*** Opening Supplied records ***
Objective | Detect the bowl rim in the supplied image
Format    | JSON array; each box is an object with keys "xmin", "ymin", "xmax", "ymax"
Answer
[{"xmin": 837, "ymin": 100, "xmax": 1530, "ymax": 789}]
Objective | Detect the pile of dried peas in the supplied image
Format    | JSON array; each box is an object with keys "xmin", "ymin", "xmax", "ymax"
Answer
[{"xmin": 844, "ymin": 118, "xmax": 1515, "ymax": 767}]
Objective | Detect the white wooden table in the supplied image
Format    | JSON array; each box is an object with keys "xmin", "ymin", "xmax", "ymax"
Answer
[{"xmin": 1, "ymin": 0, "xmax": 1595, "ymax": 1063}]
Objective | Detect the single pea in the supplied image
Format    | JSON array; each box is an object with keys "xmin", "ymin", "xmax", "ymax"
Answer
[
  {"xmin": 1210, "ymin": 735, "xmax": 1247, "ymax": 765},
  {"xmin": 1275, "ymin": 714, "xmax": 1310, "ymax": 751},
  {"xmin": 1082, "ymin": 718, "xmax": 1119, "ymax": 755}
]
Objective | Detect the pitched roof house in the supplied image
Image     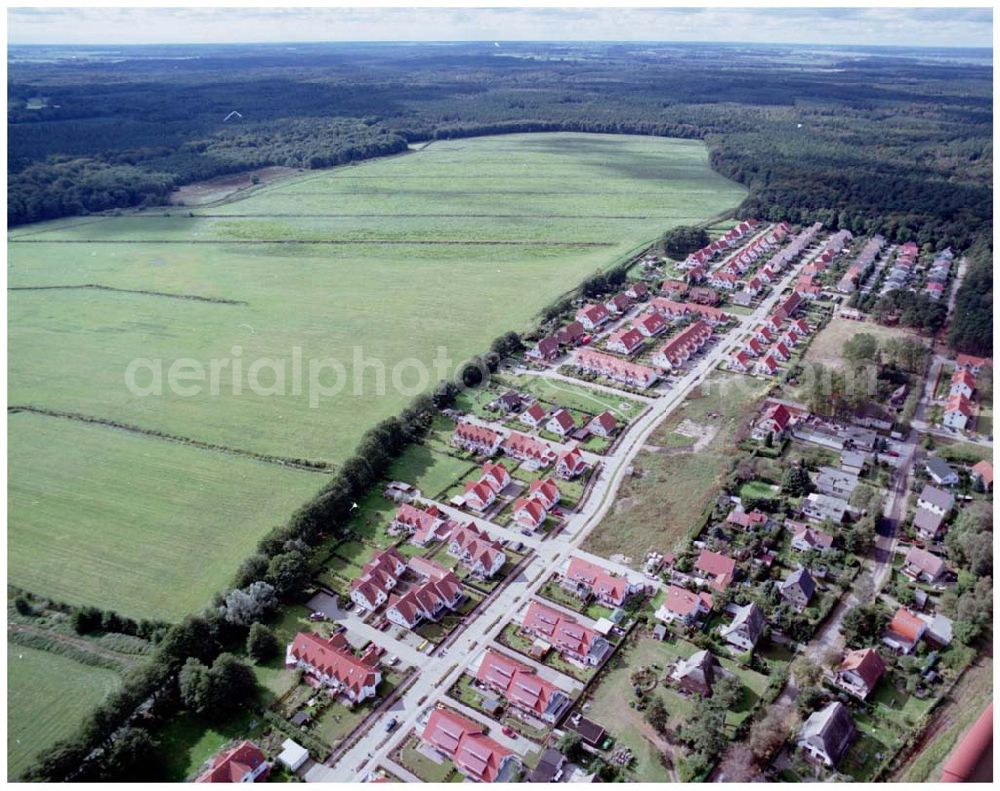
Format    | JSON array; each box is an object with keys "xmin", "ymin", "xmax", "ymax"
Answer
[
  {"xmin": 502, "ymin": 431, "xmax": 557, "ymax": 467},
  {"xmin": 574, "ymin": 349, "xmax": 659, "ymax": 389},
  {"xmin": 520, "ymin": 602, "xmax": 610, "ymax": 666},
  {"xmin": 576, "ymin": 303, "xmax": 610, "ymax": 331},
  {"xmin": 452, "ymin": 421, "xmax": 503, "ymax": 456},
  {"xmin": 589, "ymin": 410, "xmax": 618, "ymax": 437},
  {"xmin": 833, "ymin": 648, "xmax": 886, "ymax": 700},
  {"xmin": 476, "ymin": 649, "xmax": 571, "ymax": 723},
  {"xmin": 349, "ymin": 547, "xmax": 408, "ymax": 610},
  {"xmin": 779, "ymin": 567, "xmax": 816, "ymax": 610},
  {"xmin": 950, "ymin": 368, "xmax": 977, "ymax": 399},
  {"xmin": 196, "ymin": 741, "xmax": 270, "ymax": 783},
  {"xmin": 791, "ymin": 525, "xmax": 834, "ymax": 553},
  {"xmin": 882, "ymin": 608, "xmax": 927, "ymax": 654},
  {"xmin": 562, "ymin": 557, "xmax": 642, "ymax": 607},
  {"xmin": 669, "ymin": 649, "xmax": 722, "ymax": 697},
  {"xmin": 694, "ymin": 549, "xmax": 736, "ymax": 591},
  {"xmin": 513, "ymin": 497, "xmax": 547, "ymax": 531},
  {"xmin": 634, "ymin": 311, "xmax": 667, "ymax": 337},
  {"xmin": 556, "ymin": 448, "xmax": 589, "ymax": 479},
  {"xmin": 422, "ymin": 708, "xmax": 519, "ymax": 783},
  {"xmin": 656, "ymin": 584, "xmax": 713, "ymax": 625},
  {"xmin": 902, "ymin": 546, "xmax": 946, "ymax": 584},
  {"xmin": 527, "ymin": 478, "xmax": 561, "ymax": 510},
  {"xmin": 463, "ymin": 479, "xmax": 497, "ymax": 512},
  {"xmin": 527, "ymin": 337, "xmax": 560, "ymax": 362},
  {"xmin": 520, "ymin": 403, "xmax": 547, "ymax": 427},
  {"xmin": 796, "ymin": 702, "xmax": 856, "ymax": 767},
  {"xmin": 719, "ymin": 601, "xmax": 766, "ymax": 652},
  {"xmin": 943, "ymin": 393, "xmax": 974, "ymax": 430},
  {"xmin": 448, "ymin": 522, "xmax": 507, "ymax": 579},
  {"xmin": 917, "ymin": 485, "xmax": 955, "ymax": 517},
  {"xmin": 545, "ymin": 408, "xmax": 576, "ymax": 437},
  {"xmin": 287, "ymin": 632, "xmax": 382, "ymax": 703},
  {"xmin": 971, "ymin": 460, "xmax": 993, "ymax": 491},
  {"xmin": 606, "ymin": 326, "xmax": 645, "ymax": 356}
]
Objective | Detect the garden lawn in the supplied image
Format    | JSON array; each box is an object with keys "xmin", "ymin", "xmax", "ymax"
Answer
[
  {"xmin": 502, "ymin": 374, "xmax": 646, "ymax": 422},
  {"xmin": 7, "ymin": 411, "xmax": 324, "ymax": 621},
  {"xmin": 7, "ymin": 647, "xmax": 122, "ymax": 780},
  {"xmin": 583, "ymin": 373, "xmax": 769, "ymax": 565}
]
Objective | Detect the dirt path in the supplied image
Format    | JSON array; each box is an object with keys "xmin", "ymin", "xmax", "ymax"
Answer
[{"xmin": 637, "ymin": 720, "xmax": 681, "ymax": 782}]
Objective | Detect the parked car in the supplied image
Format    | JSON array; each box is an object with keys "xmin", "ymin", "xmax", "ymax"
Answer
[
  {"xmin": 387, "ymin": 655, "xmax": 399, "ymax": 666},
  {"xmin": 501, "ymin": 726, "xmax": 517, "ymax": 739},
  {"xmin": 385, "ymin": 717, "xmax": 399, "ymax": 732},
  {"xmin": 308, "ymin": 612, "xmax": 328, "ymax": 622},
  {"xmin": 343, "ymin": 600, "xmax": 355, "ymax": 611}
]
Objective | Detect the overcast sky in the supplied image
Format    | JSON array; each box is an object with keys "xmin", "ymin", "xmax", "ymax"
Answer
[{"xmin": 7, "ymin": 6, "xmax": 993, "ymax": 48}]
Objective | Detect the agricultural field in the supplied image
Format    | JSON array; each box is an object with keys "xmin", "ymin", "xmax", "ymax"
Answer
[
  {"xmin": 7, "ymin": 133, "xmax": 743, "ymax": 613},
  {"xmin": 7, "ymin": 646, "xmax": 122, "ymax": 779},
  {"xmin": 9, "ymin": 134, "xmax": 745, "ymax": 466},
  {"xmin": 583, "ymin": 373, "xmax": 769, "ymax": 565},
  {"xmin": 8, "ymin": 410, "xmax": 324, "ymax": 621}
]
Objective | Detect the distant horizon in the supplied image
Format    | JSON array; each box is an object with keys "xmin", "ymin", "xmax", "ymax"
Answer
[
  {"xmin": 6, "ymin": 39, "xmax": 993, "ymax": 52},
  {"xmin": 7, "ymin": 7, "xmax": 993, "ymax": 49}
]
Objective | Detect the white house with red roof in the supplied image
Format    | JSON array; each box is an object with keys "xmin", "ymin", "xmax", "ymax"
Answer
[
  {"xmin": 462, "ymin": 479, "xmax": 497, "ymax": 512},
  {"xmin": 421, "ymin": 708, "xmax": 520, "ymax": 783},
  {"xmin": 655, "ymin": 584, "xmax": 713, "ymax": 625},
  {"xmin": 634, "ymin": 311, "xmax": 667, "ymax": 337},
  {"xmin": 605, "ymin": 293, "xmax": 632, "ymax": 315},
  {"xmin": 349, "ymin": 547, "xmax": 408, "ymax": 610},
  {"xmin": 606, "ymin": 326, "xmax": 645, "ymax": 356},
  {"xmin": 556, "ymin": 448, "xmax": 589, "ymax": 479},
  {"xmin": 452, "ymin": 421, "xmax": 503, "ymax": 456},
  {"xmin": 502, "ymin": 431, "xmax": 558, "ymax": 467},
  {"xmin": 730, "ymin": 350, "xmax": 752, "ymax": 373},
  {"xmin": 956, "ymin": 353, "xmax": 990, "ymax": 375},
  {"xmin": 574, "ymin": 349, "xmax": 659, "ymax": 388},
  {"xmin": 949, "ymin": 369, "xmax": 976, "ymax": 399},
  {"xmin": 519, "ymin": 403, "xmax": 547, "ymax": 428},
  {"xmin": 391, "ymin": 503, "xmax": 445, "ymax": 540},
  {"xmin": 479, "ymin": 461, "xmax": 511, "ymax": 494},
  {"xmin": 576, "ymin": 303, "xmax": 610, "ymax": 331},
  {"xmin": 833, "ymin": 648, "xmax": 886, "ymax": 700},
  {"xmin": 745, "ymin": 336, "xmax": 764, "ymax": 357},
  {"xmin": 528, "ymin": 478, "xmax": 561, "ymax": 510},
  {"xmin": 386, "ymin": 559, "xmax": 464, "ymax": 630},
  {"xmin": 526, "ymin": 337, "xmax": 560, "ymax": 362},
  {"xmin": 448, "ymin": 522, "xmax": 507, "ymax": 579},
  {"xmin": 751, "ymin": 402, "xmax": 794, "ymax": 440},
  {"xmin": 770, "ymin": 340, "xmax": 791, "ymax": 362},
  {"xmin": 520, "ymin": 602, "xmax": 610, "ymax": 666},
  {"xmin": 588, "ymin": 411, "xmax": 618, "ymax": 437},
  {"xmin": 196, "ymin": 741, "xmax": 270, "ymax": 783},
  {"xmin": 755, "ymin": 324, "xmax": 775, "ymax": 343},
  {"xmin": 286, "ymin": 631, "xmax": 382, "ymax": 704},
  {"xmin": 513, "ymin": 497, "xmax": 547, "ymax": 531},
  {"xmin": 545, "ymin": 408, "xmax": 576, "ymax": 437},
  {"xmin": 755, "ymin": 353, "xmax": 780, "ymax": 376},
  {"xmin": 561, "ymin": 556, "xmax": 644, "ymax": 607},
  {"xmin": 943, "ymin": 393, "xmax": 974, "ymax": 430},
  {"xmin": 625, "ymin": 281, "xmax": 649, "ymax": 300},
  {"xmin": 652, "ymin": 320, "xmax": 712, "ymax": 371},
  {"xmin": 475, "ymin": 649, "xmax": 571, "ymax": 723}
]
*** Closing Supplied records ***
=== What needs to be done ===
Each line of the data that holds "white" should be copied.

=== Final answer ===
Objective | Detect the white wooden table in the supplied image
Objective | Detect the white house with red roof in the supplied image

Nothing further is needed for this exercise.